Given passage:
Toward the end of our time this retired newspaper journalist gently said to me, “You know Nancy, you and Mark would find it difficult, if not impossible, to agree theologically on anything. But I’m convinced that if the two of you sat down at a table together to have a conversation you would learn something from each other. You are both good, sincere people.” On the outside, I nodded without saying a word. But on the inside, my heart ached, if not broke. Wisdom’s secret was revealed and, like most of us, when seeing wisdom, we recognize it. I recognized it immediately in that moment in his words! She has built her house, she has set the table, the food is prepared, the wine is mixed, the invitation extended and I have continued to sit at my table for one. From a retired newspaper journalist I heard wisdom’s invitation and I knew in that moment my work is to decide if I will accept her invitation. Wisdom’s secret is to keep widening the circle. Wisdom’s secret is to sit at the table with those who speak of their faith in language both foreign and offensive to me. Wisdom’s secret is to invite those who hold a different set of values than I to my table. Wisdom’s secret is to welcome the one whose political views I march against.
Wisdom speaks, ““You know Nancy, you and Mark would find it difficult, if not impossible, to agree theologically on anything. But I’m convinced that if the two of you sat down at a table together to have a conversation you would learn something from each other. You are both good, sincere people.”

Data under study:
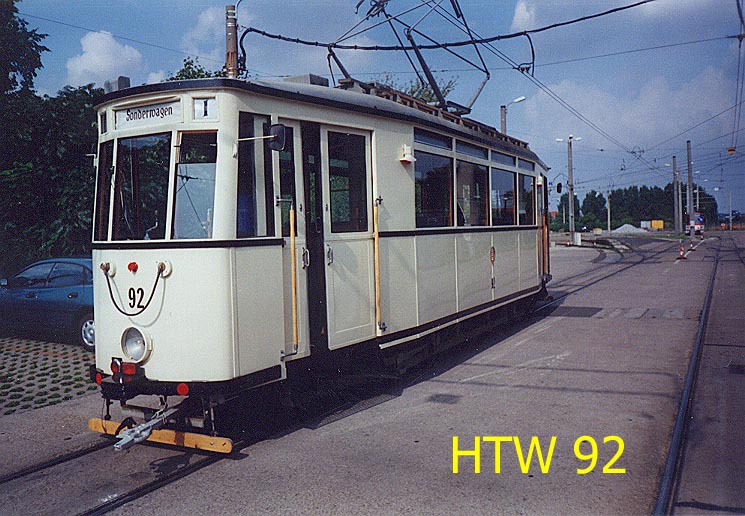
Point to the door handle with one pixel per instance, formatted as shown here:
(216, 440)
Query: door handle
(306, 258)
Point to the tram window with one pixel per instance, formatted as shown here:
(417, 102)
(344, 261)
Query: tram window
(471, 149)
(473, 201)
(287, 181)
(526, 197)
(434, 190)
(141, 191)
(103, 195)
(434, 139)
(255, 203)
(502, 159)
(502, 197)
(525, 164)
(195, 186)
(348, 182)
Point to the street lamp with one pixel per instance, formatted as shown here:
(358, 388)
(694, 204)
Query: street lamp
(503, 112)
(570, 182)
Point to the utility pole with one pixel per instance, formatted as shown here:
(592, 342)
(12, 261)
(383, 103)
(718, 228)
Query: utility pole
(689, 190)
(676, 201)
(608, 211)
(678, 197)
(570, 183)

Activity:
Carry on the reflection on wisdom's invitation to the table, picking up right after its final sentence.

Response to the task:
On occasion, I will have a conversation with someone who will say to me, “I’m just not sure I would fit in at Pullen. My theology is a bit different and I’m not sure my political views would be welcome.” Each time I hear that my heart sinks. As your pastor, I haven’t said enough what needs to be said in churches right now: we don’t have to agree on matters of theology and politics to welcome one another and sit at the table together. One of the things I cherish about our church is that we place a high value on agreeing to disagree. We are a passionate people. And we speak passionately about matters of faith and life. And sometimes our disagreeing is quite spirited. But I hope, always, we walk away from each other with respect and a radical welcome for one another.
And so the wisdom question: Whose table are you, are we, am I willing to sit at and learn from? And who is missing from our table? Who has a portion of wisdom that we need? Wisdom begs, “Lay aside immaturity, and live, and walk in the way of insight.” Or as one translation says, “Leave your impoverished confusion and live! Walk up the street to a life with meaning.”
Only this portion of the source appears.